*** Source material

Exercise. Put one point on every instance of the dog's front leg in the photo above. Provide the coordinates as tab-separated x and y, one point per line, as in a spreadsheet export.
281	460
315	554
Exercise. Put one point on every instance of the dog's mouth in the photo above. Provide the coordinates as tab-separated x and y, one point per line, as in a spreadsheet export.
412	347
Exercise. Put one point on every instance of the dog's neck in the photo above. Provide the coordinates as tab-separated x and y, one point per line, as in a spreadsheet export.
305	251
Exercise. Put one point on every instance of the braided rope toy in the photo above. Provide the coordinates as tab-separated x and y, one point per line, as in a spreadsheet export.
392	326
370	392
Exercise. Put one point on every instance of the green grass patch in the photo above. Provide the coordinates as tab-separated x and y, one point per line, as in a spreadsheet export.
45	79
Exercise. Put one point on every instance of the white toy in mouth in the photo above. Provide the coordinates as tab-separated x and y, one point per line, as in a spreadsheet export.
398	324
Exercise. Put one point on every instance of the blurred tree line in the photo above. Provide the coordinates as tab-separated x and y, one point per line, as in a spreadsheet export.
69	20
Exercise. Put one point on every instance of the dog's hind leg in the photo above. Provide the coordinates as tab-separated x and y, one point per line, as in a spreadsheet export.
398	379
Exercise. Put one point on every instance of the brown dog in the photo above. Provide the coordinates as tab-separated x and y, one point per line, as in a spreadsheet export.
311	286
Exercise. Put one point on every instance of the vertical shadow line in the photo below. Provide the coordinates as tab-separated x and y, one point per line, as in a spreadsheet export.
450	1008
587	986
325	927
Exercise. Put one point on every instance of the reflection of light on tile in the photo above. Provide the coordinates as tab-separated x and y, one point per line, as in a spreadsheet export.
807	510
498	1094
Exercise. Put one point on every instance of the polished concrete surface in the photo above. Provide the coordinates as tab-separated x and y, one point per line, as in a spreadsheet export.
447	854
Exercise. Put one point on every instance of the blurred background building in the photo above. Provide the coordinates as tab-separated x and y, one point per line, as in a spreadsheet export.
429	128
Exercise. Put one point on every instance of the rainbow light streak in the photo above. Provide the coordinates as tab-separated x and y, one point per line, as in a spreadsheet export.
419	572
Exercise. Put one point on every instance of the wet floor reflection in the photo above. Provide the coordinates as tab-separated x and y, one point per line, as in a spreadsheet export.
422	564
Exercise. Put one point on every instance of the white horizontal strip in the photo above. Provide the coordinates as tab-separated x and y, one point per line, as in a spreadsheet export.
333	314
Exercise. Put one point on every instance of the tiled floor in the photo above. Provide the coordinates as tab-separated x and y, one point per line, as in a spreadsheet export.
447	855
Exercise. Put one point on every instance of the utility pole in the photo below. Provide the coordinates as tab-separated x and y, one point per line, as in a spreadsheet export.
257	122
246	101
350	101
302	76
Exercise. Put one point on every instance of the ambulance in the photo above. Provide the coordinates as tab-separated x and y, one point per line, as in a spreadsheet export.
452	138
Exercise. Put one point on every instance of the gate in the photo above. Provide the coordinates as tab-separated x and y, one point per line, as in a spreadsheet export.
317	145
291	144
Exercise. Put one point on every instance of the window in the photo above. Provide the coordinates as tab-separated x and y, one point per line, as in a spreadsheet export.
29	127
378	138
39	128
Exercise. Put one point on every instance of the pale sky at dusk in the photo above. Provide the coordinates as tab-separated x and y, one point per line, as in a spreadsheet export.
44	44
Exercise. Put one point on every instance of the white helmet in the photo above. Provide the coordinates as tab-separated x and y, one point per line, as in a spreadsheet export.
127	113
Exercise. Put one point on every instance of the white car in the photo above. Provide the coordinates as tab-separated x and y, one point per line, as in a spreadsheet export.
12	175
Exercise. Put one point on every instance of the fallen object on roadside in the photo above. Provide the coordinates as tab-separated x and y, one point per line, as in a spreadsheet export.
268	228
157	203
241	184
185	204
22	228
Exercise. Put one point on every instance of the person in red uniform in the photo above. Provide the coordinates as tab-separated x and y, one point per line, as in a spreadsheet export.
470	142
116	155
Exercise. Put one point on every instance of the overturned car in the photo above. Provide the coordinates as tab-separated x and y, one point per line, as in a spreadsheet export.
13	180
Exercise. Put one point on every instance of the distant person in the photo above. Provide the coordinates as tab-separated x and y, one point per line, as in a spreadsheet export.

******

§ Work order
Type out every record above once more, exactly.

§ Answer space
Exercise. Put one point on every instance of the dog's front leg in the photo above. Provide the coordinates as tab-separated x and y, one point per line, as in a spreadsheet export.
281	460
315	554
Exercise. Put one point on every instance of the dog's mouth in the photo above. Provide the coordinates as tab-separated x and y, one point per line, as in a spreadsheet export.
412	347
Exercise. Put one point on every instance of the dog's neck in the photo above. Provide the coordinates as tab-separated x and y, one point per line, as in a spreadsheet export.
305	251
Exercise. Put one point on every instance of the braided rope toy in the photo above. Provide the coordinates as tab-separated x and y, one point per line, as in a spreadsheet export.
392	326
370	392
Exercise. Put one point on every instance of the green grass patch in the photo above. Provide the coordinates as tab-separated x and y, one point per line, as in a spreadsheet export.
45	79
Exercise. Put one point on every instance of the white toy in mouth in the photo above. Provide the coordinates as tab-separated x and y, one point per line, as in a spreadsheet export.
398	324
Exercise. Put one point on every instance of the blurred tree line in the photo above. Provide the coordinates as tab-separated x and y, one point per line, as in a spreadsheet export.
69	20
Exercise. Put one point on every instance of the dog's hind leg in the photo above. Provide the coordinates as tab-separated x and y, one point per line, as in a spreadsheet export.
398	379
Exercise. Put one point on every instance of the brown dog in the photo above. Provide the coordinates as tab-separated x and y, one point per line, as in a spreadsheet export.
311	286
Exercise. Put one point on every instance of the vertical shadow line in the photo below. Provide the coordinates as tab-separated x and y, one point per line, as in a spreadsheet export.
450	1008
587	986
325	927
Exercise. Put one point on every instance of the reflection of light on tile in the photo above. Provide the coordinates as tab-separated x and y, one point per line, as in a spreadsheet export.
807	510
498	1094
Exercise. Put one point on every instance of the polished concrete surface in the photo above. Provide the coordinates as tab-separated x and y, one point per line, as in a spreadsheet export.
447	854
Exercise. Put one point on every instance of the blurred background building in the photo above. Provide the coordinates as tab-separated x and y, one point per line, as in a spreadsheet export.
429	128
Exercise. Put one point on every instance of the rainbow light streak in the photo above. Provide the coordinates as tab-separated x and y, one point per line, as in a spreadsheet export.
419	572
Exercise. Put one point on every instance of the wet floor reflection in the photo above. Provide the coordinates as tab-separated x and y, one point per line, as in a spreadsheet export.
422	564
Exercise. Put one point on every instance of the white horizontal strip in the photo above. Provide the coordinates as tab-separated x and y, one point per line, as in a spreadsheet export.
333	314
Exercise. Put one point on every instance of the tiled floor in the photo above. Provide the coordinates as tab-separated x and y, one point per line, as in a spreadsheet export.
447	855
Exercise. Put one point on every instance of the utility pole in the photo below. Provide the coordinates as tab-separated x and y, one point per line, as in a spreadsheet export.
257	122
246	101
350	101
302	76
Exercise. Put one point on every instance of the ambulance in the photo above. Provide the coordinates as tab-separated x and y, one point per line, as in a spreadsheet export.
452	138
Exercise. Put one point on every instance of the gate in the photo above. Provide the coordinates as tab-separated x and y, one point per line, as in a spreadsheet export.
317	145
291	144
Exercise. Put one point on every instance of the window in the photo above. Provide the coordinates as tab-separated x and y, one point per line, as in a spreadsheet export.
29	127
378	138
39	128
Exercise. Put one point on every instance of the pale sky at dusk in the photo above. Provide the coordinates as tab-separated x and y, one point per line, as in a spreadsheet export.
44	44
Exercise. Put one point on every instance of the white helmet in the photo above. Provide the coordinates as tab-separated x and y, one point per line, as in a spreadsheet export.
127	113
Exercise. Put one point on every instance of the white car in the photo above. Provide the coordinates as tab-separated x and y, one point per line, as in a spreadsheet export.
12	175
Exercise. Put one point on every instance of the fallen object on roadside in the photo above. Provide the coordinates as tab-separated x and y, one point per line, as in a spreadsheet export.
268	228
157	203
241	184
185	204
22	228
Exercise. Put one point on every instance of the person in red uniform in the photo above. Provide the coordinates as tab-separated x and y, one point per line, as in a spreadsheet export.
470	142
116	155
Exercise. Put one point on every instance of the overturned car in the photo above. Provide the coordinates as tab-separated x and y, one point per line, as in a spreadsheet export.
13	180
Exercise. Put one point on every instance of the distant person in the photo above. Provide the coordinates as tab-separated x and y, one point per line, as in a spreadsheet export.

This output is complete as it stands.